● **REQUIREMENT**
Reproduce the records below, everything from the start of the records down to the line containing "(1205, 570)", substituting "trimaran" for every occurrence of "catamaran" and leaving all else unchanged. Omit the pictures from your answer.

•••••

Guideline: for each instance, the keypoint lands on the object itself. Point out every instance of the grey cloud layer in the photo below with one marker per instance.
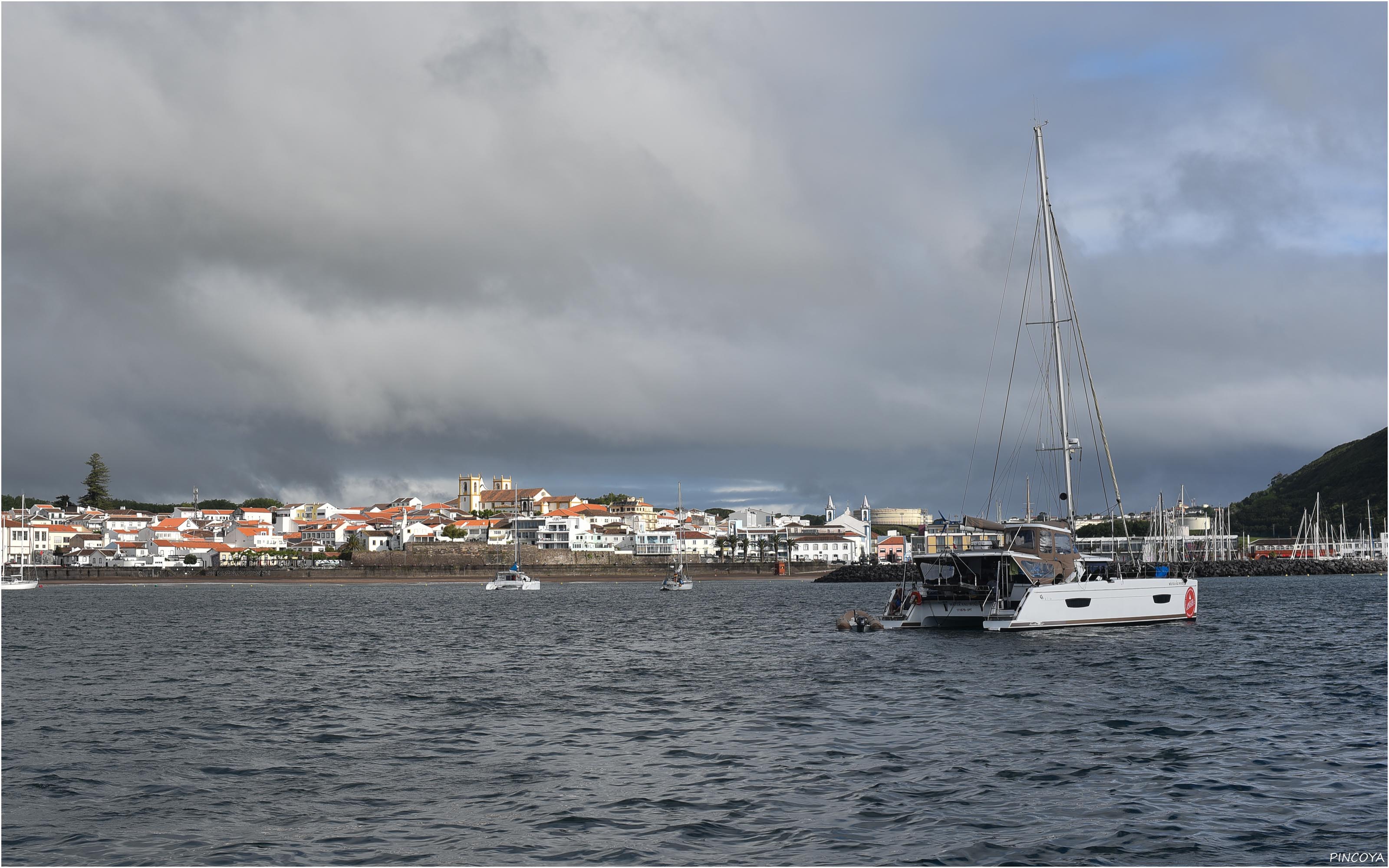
(307, 249)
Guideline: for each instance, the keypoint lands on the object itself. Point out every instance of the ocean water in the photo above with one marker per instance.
(608, 723)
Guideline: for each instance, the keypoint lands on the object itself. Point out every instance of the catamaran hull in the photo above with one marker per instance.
(1142, 601)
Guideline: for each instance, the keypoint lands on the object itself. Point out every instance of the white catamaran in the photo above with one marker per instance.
(17, 581)
(1031, 575)
(677, 580)
(514, 578)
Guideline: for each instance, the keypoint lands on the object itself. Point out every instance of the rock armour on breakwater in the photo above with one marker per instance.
(1205, 570)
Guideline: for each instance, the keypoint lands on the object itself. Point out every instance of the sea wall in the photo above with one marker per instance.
(480, 555)
(1266, 567)
(409, 573)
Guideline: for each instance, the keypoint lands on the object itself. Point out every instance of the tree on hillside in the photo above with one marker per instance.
(609, 499)
(96, 483)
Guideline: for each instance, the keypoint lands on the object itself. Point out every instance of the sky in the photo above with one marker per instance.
(776, 253)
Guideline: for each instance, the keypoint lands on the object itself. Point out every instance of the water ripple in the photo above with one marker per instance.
(612, 724)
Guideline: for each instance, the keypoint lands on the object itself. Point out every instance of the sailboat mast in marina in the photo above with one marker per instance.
(1028, 574)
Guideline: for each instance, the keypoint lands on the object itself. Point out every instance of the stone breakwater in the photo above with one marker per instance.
(1203, 570)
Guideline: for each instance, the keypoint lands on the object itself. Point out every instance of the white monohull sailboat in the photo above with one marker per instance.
(677, 580)
(17, 581)
(514, 578)
(1031, 575)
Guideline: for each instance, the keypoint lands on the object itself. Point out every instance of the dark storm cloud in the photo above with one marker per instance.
(348, 250)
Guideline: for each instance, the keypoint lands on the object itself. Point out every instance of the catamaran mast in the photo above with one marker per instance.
(1056, 332)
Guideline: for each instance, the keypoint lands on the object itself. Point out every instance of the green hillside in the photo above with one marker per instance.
(1351, 474)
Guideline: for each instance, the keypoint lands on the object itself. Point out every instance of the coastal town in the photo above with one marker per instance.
(328, 535)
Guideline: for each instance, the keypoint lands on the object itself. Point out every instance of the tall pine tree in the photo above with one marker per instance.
(96, 483)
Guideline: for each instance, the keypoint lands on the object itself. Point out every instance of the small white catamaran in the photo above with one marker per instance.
(17, 581)
(1033, 577)
(514, 578)
(678, 581)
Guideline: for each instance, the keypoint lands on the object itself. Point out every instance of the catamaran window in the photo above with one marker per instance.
(937, 571)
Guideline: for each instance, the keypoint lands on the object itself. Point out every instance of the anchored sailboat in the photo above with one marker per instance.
(17, 581)
(514, 578)
(677, 580)
(1030, 574)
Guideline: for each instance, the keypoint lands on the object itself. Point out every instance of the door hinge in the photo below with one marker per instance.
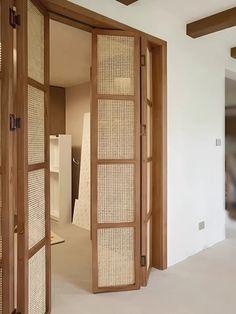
(143, 60)
(14, 18)
(143, 261)
(143, 130)
(14, 122)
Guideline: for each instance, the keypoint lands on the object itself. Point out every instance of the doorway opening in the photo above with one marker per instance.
(116, 230)
(69, 129)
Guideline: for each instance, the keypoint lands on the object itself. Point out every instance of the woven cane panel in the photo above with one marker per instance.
(148, 244)
(116, 264)
(115, 69)
(149, 75)
(116, 129)
(37, 283)
(35, 43)
(115, 193)
(36, 200)
(149, 131)
(149, 186)
(36, 147)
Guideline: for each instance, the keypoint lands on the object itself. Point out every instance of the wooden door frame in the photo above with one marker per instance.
(23, 168)
(82, 18)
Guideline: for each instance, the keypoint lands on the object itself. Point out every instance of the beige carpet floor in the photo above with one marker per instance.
(202, 284)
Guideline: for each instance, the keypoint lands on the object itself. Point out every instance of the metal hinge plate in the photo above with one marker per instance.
(143, 261)
(14, 18)
(14, 122)
(143, 60)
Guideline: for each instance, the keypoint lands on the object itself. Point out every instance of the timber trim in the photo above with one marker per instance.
(212, 24)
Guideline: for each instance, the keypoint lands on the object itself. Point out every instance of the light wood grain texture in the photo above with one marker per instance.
(7, 158)
(212, 24)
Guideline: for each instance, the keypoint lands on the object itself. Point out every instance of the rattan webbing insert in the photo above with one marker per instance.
(35, 43)
(115, 68)
(36, 200)
(36, 131)
(115, 193)
(116, 129)
(116, 263)
(37, 283)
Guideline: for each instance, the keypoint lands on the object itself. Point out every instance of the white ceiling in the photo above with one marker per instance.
(70, 55)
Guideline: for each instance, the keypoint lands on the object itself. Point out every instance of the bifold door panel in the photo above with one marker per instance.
(33, 161)
(6, 162)
(146, 118)
(115, 161)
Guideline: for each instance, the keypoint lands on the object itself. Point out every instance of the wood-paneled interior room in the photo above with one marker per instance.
(83, 152)
(69, 112)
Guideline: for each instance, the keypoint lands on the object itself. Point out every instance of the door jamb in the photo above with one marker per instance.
(74, 15)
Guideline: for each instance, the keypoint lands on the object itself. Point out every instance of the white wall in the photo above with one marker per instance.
(196, 82)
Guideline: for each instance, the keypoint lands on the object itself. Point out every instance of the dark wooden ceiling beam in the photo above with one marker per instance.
(233, 52)
(127, 2)
(212, 24)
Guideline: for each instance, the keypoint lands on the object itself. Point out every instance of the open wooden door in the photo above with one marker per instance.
(147, 162)
(33, 159)
(115, 132)
(6, 162)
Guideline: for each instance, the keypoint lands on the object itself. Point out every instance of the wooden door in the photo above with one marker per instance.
(115, 132)
(6, 162)
(33, 159)
(147, 162)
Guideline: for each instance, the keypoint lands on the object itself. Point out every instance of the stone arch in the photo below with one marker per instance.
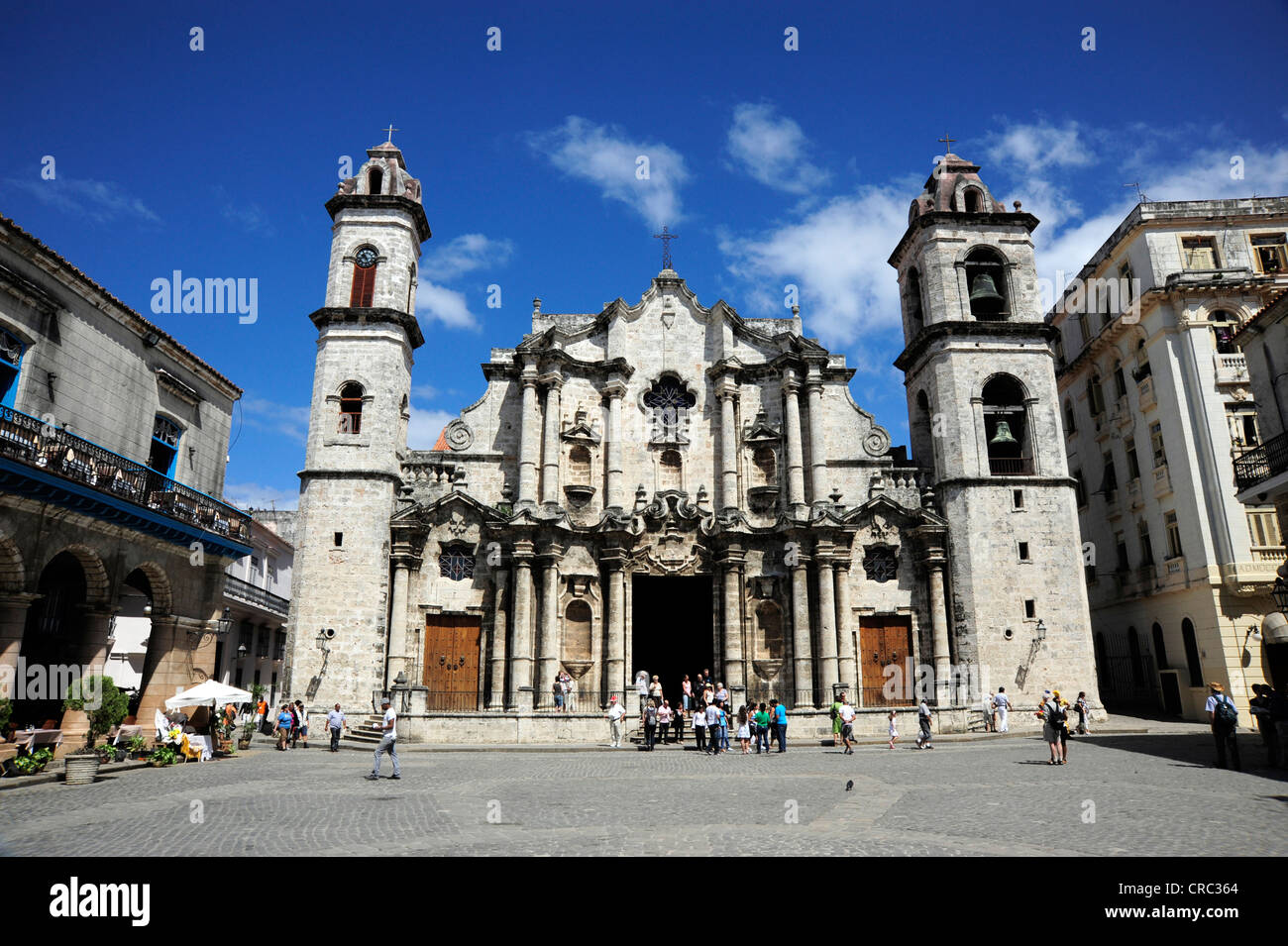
(98, 585)
(13, 575)
(159, 587)
(578, 632)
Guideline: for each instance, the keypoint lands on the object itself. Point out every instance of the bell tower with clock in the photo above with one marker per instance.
(983, 418)
(368, 334)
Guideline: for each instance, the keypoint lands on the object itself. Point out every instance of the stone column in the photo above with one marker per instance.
(520, 658)
(726, 390)
(500, 628)
(616, 626)
(733, 668)
(816, 442)
(827, 661)
(13, 622)
(550, 447)
(803, 650)
(795, 451)
(939, 626)
(528, 422)
(397, 662)
(548, 632)
(613, 390)
(846, 665)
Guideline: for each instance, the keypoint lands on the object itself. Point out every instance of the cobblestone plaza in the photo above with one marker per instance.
(1120, 795)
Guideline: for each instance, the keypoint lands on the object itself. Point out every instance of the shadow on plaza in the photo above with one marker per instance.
(1189, 751)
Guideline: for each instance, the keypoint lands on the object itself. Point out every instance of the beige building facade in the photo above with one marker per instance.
(1155, 405)
(668, 486)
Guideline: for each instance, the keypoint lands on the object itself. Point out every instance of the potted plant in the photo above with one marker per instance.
(162, 756)
(31, 762)
(104, 705)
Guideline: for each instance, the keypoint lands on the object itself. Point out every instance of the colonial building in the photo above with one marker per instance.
(114, 441)
(670, 486)
(1261, 473)
(1157, 404)
(257, 601)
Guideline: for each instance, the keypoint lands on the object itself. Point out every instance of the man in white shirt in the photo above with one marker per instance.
(389, 743)
(1003, 704)
(846, 726)
(616, 710)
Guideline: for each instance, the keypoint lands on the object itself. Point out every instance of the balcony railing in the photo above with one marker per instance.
(1231, 368)
(245, 591)
(1261, 463)
(54, 451)
(1010, 467)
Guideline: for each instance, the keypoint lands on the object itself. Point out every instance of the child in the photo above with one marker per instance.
(745, 730)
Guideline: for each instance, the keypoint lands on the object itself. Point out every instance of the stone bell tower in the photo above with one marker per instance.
(368, 332)
(983, 416)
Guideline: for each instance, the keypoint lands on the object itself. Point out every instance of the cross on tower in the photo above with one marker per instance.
(666, 237)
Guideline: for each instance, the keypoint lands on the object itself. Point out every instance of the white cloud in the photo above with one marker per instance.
(837, 257)
(465, 254)
(254, 495)
(93, 200)
(1041, 145)
(442, 304)
(425, 426)
(286, 420)
(772, 150)
(606, 158)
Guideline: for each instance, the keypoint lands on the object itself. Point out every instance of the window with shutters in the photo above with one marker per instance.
(11, 362)
(364, 278)
(1270, 252)
(1173, 536)
(351, 408)
(1198, 253)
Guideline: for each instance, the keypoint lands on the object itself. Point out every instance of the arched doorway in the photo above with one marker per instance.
(51, 643)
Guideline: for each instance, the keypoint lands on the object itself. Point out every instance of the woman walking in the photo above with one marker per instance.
(649, 725)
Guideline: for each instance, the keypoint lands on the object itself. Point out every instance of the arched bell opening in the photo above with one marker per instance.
(1006, 428)
(986, 280)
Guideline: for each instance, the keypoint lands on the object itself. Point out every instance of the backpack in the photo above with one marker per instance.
(1227, 713)
(1056, 716)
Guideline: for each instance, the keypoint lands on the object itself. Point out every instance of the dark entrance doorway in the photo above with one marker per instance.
(673, 633)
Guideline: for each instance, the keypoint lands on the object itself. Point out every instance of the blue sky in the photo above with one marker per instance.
(773, 166)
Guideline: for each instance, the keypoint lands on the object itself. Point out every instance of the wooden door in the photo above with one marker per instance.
(885, 640)
(452, 662)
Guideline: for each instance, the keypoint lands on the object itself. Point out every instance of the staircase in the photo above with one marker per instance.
(368, 732)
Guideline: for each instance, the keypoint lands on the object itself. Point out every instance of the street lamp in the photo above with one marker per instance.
(1280, 594)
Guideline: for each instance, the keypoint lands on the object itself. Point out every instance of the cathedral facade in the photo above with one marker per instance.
(670, 486)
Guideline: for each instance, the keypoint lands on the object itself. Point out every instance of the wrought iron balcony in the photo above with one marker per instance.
(1261, 463)
(47, 463)
(1010, 467)
(245, 591)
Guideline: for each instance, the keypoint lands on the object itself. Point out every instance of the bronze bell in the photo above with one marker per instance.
(983, 289)
(1003, 435)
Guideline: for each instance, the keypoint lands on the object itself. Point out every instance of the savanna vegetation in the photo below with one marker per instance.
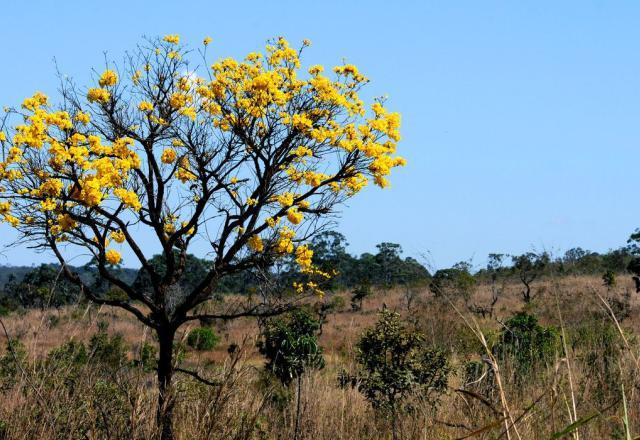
(246, 316)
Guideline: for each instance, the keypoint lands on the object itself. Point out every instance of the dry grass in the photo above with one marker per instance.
(584, 379)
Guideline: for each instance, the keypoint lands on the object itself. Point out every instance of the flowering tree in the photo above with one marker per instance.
(246, 158)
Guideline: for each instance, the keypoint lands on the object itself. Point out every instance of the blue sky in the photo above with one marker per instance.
(520, 119)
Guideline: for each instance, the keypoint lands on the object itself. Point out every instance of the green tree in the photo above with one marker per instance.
(290, 345)
(456, 280)
(526, 344)
(242, 160)
(396, 362)
(528, 267)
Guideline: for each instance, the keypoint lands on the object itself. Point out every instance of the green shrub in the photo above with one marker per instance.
(202, 339)
(526, 344)
(396, 361)
(290, 345)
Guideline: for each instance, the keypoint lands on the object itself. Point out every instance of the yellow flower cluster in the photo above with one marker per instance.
(168, 156)
(145, 106)
(255, 243)
(108, 78)
(172, 38)
(303, 257)
(113, 257)
(99, 95)
(118, 236)
(294, 216)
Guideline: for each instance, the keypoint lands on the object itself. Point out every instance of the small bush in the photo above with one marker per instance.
(202, 339)
(526, 344)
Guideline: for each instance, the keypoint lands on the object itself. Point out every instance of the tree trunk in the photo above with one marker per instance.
(297, 430)
(165, 374)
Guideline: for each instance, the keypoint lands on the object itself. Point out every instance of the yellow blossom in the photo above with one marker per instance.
(145, 106)
(294, 216)
(98, 95)
(255, 243)
(172, 38)
(113, 257)
(83, 117)
(118, 236)
(168, 156)
(108, 78)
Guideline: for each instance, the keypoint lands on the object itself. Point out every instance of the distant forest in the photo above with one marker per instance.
(45, 286)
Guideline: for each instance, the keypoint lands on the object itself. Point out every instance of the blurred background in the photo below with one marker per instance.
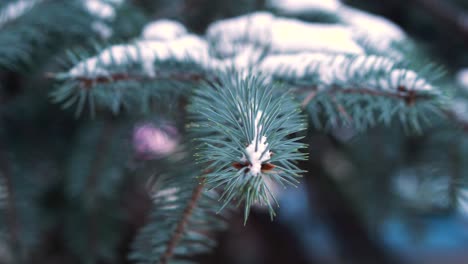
(383, 196)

•••••

● **FINISHED TASK**
Guideline: for each instance, the keypoint lands on the object itself. Point out every instance of the grey cloud layer in the photo below with one marker per instance.
(307, 249)
Guideline: for each instance, the keypoint lands on the object itself. Point out every instance of the ocean water in the photo above with one marker per instance.
(608, 723)
Guideline: for each instance, the keypoint lands on the object itself. Point out every instance of the trimaran hull in the photo above with one marker per instance.
(1142, 601)
Guideline: for each instance, the keypoint lands on the object itself. Point out every instance of the white trimaran in the photo above with one marker per instance.
(17, 581)
(1031, 575)
(677, 580)
(514, 578)
Guideline: for each instance, the keypoint lands on the object itself. Point out every instance of the rock armour on breakwater in the photo above with one marker per instance.
(1205, 570)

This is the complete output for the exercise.